* ESTRATTO DEL TESTO *
L’azienda milanese dei trasporti citata era stata citata in giudizio da un operaio che fra il 22 e il 24 ottobre del 2012 non aveva potuto presentarsi al lavoro per assistere il proprio bambino ammalato
 

di LUCIA LANDONI

Atm discrimina i padri lavoratori: è la motivazione della condanna emessa nei confronti dell’azienda dei trasporti milanesi dal giudice del lavoro Antonio Lombardi, che ha confermato la sentenza emanata lo scorso luglio in primo grado dalla collega Giulia Dossi. Entrambi i giudici hanno dato ragione a un operaio di Atm che fra il 22 e il 24 ottobre del 2012 non aveva potuto presentarsi al lavoro per assistere il proprio bambino ammalato. L’uomo si era visto detrarre dallo stipendio 253 euro per i tre giorni di assenza e aveva deciso di denunciare l’azienda per discriminazione di genere.

In altre parole, il lavoratore si è sentito danneggiato in quanto dipendente di sesso maschile: il contratto di lavoro collettivo degli autoferrotranvieri prevede per le donne il diritto al congedo retribuito in caso di malattia dei figli di età inferiore ai tre anni, ma per i padri la questione è più complicata. In particolare, il giudice ha ritenuto discriminatorio l’articolo 4 del contratto – e di conseguenza Atm che l’ha applicato – secondo il quale le madri possono usufruire di un totale di dieci giorni di permesso pagato nel corso dei primi tre anni di vita dei loro bambini. Agli uomini, invece, le stesse agevolazioni spettano solo nel caso in cui “la madre rinunci alla fruizione del permesso con apposita nota comunicata sia all’azienda della lavoratrice sia a quella del padre”.

Sostanzialmente, una donna può presentare una dichiarazione di rinuncia al congedo retribuito solo se è una dipendente con lo stesso contratto di lavoro del marito. Quindi se un padre si occupa da solo dei figli, ha una moglie disoccupata o che non viene pagata secondo il contratto degli autoferrotranvieri non può assistere il proprio bambino senza vedersi ridurre lo stipendio. Insomma – come si legge nel ricorso presentato dall’operaio di Atm – “a parità di ogni altra condizione, il genitore di un sesso è trattato meno favorevolmente del genitore dell’altro sesso”.

[Dati di ancoraggio delle frasi]
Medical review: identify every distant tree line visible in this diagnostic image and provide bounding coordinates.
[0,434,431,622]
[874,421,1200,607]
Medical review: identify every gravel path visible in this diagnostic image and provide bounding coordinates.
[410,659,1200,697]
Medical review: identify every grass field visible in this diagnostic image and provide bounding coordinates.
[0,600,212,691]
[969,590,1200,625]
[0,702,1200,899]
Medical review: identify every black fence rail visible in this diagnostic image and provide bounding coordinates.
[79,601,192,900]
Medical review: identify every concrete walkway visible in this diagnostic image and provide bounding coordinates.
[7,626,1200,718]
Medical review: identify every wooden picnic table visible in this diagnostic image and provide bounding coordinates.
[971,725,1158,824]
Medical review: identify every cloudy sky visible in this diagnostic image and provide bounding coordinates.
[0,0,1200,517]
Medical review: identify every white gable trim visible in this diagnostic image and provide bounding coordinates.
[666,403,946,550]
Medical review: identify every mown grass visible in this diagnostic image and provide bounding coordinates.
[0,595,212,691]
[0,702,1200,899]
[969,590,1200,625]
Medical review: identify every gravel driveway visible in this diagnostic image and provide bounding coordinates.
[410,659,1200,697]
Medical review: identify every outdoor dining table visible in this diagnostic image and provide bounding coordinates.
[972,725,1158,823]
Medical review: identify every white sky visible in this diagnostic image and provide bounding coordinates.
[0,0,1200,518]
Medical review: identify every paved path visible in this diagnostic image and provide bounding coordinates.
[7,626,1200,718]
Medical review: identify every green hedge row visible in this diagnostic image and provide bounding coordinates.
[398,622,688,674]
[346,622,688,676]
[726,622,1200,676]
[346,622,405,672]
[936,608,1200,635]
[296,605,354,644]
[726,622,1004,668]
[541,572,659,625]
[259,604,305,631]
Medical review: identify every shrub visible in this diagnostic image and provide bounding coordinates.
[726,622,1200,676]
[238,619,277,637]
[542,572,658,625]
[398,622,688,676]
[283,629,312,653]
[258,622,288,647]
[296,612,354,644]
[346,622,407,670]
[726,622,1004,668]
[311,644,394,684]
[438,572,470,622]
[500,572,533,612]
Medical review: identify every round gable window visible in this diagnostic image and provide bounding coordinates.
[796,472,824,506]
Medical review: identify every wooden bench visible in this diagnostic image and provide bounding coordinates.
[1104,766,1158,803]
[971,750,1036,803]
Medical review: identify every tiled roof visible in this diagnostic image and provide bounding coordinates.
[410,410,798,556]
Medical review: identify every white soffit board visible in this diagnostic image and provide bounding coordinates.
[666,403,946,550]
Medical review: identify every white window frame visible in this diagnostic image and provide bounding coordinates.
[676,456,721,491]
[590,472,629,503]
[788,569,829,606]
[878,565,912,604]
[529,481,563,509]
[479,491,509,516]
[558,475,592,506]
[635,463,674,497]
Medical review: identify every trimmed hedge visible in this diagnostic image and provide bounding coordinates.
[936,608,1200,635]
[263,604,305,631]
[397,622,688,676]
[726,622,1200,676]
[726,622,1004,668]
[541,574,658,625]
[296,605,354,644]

* DA FARE *
(1) Elenca tutte le persone chiamate per nome nell'articolo sulla condanna di Atm.
(2) Per favore, duplica dall'articolo sulla condanna di Atm il passo che si apre con le parole contenenti "Atm discrimina i" e si chiude con "discriminazione di genere.".

* RISULTATI PER COMPITO *
(1) Lucia Landoni, Antonio Lombardi, Giulia Dossi

(2)
Atm discrimina i padri lavoratori: è la motivazione della condanna emessa nei confronti dell’azienda dei trasporti milanesi dal giudice del lavoro Antonio Lombardi, che ha confermato la sentenza emanata lo scorso luglio in primo grado dalla collega Giulia Dossi. Entrambi i giudici hanno dato ragione a un operaio di Atm che fra il 22 e il 24 ottobre del 2012 non aveva potuto presentarsi al lavoro per assistere il proprio bambino ammalato. L’uomo si era visto detrarre dallo stipendio 253 euro per i tre giorni di assenza e aveva deciso di denunciare l’azienda per discriminazione di genere.